• _EXERCISE_: Reproduce word for word the part of the early-retirement post below from "The critical things" up to and including "and house stuff.".
====== TEXT PROVIDED ======
I made stupid money, and spent almost all of it. My W-2's for the last three years of working were all close to a million a year and my lowest in the last 6 was $289k. But like I said, I pissed that away in an amazing display of ridiculousness. I think I spent 10 years humming robert palmers "big time".

Most of my nest egg came from company stock options that I sold almost the minute they matured and reinvested, and a big chunk came from opportunistic real estate purchases and sales. I bought in weak markets, held on until prices were strong, and then sold and moved to another promising but not yet popular area. I could have done MUCH better with the real estate if I'd taken bigger chances.

The critical things in early ER are to establish productive routines, because we ARE routine based critters. Strong italics on the word "productive". Indulge yourself in things that you like that are inexpensive. I took up kayaking and rollerblading, both of which I really enjoy. I spend 2-4 hours a day reading both online and off. I picked up cooking and worked to improve my skills until the wife started saying "lets eat in tonight...I like your cooking better". I got a couple of dogs because for the first time in my life I felt like I could spend enough time with them to make it worthwhile. I bought a batch of good quality tools and challenged myself to learn how to fix my own cars and house stuff.
====== DATA ROWS ======
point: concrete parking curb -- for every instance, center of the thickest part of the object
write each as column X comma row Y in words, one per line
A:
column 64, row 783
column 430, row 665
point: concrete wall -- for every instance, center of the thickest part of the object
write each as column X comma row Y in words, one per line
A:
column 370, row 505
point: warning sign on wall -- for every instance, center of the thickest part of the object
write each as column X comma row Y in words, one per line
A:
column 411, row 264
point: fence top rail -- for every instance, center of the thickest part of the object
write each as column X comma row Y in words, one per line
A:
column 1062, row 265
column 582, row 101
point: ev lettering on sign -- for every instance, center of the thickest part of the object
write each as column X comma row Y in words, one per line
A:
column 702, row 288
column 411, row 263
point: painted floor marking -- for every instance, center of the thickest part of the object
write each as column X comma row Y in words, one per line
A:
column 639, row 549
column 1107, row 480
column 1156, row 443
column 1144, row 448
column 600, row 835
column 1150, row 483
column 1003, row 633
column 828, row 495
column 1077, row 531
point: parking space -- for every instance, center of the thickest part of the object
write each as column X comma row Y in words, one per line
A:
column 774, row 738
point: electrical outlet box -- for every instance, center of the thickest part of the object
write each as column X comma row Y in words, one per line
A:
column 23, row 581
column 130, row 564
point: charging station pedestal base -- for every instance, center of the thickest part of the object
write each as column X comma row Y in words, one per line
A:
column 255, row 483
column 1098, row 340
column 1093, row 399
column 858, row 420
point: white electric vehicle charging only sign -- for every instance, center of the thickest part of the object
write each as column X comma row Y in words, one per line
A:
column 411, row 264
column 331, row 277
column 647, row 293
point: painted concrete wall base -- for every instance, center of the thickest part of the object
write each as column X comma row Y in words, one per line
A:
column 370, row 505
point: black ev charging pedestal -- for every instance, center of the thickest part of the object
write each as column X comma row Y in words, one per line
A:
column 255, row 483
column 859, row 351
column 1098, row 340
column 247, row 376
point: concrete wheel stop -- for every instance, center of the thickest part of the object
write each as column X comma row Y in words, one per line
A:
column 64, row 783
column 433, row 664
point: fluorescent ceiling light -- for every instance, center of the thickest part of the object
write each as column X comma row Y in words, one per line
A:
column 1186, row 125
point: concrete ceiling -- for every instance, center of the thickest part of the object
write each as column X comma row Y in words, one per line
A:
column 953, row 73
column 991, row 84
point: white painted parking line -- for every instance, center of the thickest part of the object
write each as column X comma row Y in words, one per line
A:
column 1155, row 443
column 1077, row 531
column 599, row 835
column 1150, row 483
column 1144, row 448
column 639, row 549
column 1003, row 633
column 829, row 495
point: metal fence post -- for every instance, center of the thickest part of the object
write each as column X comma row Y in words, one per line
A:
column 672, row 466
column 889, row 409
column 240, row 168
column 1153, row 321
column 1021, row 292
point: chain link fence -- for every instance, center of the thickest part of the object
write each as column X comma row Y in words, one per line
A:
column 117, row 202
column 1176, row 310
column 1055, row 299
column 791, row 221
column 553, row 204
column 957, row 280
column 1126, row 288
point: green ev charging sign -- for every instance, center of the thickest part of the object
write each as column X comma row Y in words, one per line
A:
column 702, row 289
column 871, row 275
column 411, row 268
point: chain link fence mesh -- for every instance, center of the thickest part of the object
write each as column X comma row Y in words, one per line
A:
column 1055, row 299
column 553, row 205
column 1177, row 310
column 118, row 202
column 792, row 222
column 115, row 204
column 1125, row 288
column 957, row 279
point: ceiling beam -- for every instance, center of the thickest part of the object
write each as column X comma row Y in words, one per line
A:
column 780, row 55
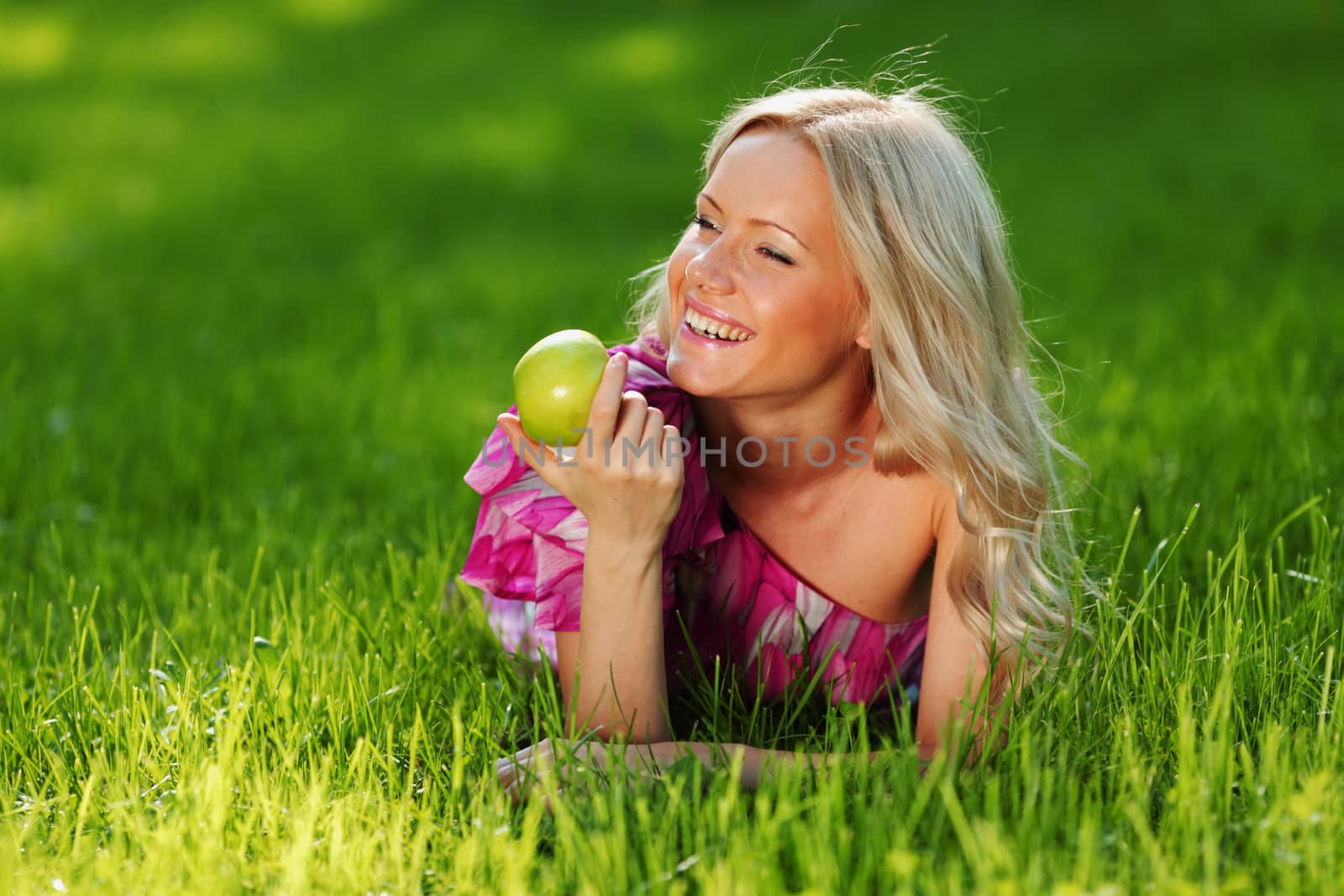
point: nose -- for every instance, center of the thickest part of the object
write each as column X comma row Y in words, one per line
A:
column 707, row 270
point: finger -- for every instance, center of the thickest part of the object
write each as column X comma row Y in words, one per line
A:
column 606, row 406
column 635, row 411
column 674, row 458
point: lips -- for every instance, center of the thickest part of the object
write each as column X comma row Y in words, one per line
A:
column 716, row 315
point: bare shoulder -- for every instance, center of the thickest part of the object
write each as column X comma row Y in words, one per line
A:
column 921, row 499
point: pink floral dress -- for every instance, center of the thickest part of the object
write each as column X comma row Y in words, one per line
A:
column 732, row 595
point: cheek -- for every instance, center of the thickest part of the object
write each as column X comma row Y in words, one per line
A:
column 682, row 255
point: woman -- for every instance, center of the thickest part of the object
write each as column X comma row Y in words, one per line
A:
column 864, row 484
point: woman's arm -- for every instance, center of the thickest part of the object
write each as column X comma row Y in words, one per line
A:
column 617, row 651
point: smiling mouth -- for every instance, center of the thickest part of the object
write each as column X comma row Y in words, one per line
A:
column 710, row 328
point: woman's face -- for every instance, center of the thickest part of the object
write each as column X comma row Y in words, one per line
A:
column 764, row 254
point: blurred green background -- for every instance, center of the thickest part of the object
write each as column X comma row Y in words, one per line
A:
column 265, row 268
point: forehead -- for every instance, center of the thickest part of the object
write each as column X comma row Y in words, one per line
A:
column 773, row 172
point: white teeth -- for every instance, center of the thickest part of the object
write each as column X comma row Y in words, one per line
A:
column 707, row 327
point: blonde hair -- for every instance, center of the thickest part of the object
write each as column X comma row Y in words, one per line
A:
column 949, row 362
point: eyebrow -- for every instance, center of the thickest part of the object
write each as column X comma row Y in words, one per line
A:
column 759, row 221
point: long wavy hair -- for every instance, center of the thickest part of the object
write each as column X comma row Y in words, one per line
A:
column 949, row 362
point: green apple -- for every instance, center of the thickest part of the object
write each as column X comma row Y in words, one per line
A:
column 554, row 385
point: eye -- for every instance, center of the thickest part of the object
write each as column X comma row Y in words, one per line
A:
column 703, row 223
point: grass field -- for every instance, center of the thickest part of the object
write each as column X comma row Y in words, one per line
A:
column 265, row 270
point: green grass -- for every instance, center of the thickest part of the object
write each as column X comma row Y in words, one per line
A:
column 265, row 269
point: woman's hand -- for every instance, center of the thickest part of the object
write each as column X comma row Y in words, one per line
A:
column 625, row 477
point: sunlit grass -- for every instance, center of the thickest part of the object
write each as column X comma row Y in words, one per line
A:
column 259, row 307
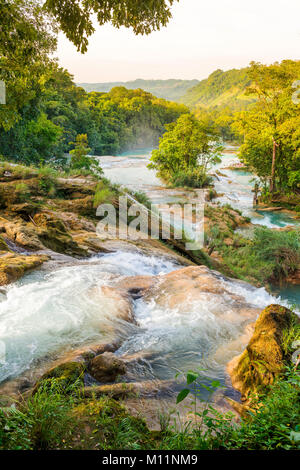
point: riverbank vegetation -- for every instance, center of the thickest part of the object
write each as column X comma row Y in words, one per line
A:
column 186, row 152
column 268, row 256
column 56, row 418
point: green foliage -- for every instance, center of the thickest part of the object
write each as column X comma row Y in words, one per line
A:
======
• _TASK SOLUTION_:
The critical things in early ER are to establish productive routines, because we ARE routine based critters. Strong italics on the word "productive". Indulge yourself in things that you like that are inexpensive. I took up kayaking and rollerblading, both of which I really enjoy. I spend 2-4 hours a day reading both online and off. I picked up cooking and worked to improve my skills until the wife started saying "lets eat in tonight...I like your cooking better". I got a couple of dogs because for the first time in my life I felt like I could spend enough time with them to make it worthwhile. I bought a batch of good quality tools and challenged myself to learn how to fix my own cars and house stuff.